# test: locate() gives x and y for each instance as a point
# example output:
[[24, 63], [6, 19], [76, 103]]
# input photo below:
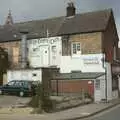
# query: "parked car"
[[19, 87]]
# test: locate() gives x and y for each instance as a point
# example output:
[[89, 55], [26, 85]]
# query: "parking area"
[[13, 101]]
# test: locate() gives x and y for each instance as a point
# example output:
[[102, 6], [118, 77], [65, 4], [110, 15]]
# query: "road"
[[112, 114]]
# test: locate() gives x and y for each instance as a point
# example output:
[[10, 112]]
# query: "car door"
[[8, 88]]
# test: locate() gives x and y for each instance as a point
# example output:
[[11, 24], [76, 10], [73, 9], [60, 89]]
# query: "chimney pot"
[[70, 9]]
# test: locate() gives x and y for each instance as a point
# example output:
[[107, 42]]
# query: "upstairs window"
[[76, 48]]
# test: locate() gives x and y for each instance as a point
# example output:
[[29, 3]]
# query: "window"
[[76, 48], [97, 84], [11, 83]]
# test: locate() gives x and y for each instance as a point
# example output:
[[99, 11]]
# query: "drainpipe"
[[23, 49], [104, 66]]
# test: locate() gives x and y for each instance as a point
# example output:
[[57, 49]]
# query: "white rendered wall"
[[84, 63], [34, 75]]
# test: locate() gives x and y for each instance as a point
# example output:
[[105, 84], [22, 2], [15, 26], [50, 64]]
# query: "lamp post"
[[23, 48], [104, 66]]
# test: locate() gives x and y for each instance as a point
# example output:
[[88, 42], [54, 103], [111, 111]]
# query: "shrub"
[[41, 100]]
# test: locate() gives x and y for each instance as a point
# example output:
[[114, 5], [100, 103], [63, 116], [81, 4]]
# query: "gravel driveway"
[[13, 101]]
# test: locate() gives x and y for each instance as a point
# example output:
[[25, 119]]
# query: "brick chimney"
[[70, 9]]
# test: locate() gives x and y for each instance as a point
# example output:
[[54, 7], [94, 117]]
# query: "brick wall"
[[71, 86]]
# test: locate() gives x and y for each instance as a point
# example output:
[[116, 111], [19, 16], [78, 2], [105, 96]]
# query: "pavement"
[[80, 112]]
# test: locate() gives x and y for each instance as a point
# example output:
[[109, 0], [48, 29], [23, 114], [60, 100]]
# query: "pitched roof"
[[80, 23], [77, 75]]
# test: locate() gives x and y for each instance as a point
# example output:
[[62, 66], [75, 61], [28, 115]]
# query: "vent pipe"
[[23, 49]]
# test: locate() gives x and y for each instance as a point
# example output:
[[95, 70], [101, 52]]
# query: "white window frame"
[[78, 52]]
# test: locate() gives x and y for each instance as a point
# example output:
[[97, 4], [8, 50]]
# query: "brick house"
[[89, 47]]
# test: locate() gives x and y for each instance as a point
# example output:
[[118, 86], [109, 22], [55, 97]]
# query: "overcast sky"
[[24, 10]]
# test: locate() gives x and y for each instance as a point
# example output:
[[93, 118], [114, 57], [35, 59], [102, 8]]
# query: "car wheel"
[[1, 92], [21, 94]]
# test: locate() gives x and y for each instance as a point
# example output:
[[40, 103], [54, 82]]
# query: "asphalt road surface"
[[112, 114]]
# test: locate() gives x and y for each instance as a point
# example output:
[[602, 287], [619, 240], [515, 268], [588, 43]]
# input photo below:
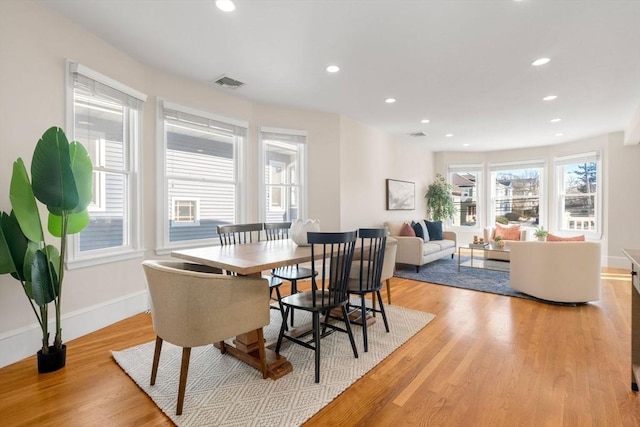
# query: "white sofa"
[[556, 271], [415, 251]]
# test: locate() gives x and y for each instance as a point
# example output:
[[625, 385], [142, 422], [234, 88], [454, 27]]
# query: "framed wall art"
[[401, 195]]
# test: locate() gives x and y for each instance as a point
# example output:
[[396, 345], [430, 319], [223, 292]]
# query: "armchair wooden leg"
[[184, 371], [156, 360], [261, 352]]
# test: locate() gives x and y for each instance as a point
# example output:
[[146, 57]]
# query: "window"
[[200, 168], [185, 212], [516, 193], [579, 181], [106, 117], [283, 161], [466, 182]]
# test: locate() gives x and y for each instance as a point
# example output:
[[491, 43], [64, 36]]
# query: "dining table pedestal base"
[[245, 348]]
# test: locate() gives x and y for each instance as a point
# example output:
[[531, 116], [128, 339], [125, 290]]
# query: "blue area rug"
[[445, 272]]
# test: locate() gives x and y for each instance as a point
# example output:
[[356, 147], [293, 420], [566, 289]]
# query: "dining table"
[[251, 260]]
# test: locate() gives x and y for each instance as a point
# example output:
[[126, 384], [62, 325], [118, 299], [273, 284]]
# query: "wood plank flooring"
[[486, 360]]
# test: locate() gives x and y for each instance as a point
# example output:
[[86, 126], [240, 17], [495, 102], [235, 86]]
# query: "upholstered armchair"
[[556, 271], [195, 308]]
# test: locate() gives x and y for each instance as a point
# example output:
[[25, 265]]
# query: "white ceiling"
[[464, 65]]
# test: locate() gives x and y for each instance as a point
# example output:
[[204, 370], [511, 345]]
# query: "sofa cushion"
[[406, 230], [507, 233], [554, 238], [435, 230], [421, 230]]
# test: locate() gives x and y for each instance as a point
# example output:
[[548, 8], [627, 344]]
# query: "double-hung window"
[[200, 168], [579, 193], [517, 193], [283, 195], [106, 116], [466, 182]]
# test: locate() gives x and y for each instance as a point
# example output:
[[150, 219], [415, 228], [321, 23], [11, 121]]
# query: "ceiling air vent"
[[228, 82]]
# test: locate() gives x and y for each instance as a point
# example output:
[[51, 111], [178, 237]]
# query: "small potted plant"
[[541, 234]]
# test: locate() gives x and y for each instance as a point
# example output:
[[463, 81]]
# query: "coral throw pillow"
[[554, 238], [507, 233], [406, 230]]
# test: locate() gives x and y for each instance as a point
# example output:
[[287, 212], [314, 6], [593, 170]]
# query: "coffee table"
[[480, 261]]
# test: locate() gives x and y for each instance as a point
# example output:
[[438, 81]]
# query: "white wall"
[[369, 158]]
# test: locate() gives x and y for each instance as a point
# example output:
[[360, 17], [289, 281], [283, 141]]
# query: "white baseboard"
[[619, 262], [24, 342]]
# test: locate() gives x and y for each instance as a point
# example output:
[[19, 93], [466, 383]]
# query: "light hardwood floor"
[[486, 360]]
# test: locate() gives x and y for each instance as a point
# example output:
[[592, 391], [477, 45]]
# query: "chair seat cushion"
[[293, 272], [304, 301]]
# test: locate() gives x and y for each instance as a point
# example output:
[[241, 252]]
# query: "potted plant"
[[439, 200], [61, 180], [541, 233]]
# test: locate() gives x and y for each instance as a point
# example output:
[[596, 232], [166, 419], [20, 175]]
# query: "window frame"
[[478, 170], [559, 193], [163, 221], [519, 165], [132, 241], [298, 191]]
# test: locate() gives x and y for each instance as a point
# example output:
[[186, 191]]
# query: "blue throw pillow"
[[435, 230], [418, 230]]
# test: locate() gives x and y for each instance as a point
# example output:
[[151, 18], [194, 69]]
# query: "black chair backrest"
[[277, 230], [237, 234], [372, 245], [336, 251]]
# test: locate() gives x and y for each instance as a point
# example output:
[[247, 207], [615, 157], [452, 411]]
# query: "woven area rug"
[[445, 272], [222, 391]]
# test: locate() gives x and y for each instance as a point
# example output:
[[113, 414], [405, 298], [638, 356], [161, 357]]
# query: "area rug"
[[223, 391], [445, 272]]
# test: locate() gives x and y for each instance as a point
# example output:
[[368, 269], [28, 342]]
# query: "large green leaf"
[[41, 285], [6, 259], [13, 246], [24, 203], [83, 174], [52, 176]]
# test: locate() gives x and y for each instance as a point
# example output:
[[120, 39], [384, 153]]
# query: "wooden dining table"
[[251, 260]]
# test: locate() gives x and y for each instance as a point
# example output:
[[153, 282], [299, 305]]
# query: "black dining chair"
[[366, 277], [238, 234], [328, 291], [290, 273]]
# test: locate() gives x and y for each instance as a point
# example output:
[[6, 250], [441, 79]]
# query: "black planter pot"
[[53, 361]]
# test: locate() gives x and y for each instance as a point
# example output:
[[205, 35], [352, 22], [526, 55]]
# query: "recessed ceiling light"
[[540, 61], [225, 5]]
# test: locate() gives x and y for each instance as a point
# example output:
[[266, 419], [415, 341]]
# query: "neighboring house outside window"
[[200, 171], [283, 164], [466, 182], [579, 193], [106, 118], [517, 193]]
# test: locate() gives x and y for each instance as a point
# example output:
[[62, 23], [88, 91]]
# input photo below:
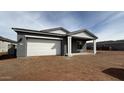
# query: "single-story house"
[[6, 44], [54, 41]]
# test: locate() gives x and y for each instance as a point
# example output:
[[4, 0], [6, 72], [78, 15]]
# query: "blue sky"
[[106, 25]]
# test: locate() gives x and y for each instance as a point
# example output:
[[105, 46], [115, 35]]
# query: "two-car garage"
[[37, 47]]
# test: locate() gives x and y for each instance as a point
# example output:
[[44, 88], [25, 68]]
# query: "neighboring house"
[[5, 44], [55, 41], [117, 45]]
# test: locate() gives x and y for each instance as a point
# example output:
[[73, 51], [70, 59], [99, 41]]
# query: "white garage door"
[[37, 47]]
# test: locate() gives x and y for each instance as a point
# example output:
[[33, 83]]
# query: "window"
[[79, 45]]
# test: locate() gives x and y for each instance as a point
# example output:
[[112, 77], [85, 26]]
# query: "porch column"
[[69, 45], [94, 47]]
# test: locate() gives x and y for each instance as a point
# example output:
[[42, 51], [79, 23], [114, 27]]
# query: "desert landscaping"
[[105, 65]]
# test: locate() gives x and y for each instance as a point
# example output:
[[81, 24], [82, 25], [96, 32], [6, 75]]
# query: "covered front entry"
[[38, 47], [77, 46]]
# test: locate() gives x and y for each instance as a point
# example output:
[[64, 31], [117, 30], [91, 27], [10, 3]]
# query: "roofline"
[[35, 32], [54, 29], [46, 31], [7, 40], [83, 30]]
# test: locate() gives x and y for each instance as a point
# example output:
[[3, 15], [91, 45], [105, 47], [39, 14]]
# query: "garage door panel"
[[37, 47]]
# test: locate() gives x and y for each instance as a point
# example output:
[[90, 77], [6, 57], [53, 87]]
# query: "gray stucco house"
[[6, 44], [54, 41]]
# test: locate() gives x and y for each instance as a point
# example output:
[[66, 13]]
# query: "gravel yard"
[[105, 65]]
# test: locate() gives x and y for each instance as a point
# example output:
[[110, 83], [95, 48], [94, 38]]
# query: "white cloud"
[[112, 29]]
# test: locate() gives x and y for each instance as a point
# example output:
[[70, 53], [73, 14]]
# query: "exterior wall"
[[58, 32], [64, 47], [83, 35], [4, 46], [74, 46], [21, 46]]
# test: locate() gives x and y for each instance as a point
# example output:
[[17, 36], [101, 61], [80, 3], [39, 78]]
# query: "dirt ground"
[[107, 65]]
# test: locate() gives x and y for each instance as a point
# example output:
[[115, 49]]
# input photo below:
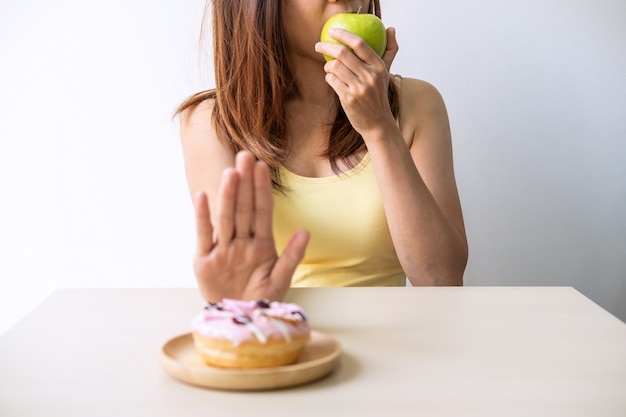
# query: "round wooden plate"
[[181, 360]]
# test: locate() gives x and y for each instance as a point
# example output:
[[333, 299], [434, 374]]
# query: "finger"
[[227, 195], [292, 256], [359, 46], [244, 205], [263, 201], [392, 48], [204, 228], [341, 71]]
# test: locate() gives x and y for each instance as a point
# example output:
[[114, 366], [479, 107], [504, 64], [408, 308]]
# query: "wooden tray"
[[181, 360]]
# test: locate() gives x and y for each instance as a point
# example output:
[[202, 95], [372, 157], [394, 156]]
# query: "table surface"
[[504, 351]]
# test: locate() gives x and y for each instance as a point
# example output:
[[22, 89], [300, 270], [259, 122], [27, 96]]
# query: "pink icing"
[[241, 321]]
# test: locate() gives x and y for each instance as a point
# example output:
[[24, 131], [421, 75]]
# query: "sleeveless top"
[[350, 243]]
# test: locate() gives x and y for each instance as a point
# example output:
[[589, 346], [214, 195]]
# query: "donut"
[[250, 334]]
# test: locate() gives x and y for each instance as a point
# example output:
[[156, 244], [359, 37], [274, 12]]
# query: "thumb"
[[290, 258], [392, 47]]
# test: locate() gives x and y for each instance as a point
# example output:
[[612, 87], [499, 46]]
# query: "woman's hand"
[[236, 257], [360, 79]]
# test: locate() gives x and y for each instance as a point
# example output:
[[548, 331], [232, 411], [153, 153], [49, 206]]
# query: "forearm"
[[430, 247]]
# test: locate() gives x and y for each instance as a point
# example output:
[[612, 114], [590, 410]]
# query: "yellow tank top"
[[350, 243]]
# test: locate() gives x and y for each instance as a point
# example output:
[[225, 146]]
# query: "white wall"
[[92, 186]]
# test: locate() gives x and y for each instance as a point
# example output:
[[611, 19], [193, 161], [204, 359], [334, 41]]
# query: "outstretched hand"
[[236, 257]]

◆ SET TASK ◆
Please reproduce the data from its first line down through the line that contains "[[23, 49], [104, 66]]", including both of those lines, and leave the pictures out of your copy.

◆ COMPLETED TASK ◆
# test: locate() gives x and y for each instance as a point
# example output:
[[24, 63], [6, 19], [76, 103]]
# input photo below:
# query: "parked car"
[[19, 87]]
# test: locate() gives x and y for each instance as a point
# example output:
[[89, 55], [26, 85]]
# query: "parking area"
[[13, 101]]
# test: locate() gives x and y for each instance as a point
# example output:
[[102, 6], [118, 77], [65, 4], [110, 15]]
# query: "road"
[[112, 114]]
# test: locate() gives x and y for each instance as a point
# example output:
[[10, 112]]
# query: "car door"
[[8, 88]]
# test: locate() gives x and y for each instance as a point
# example output:
[[11, 24], [76, 10], [73, 9], [60, 89]]
# query: "chimney pot"
[[70, 9]]
# test: locate() gives x and y for each instance as a point
# example output:
[[107, 42]]
# query: "upstairs window"
[[76, 48]]
# test: locate() gives x and y for each instance as a point
# example output:
[[29, 3]]
# query: "window"
[[76, 48], [97, 84], [11, 83]]
# test: locate() gives x and y for each instance as a point
# example output:
[[99, 11]]
# query: "drainpipe"
[[23, 49], [104, 66]]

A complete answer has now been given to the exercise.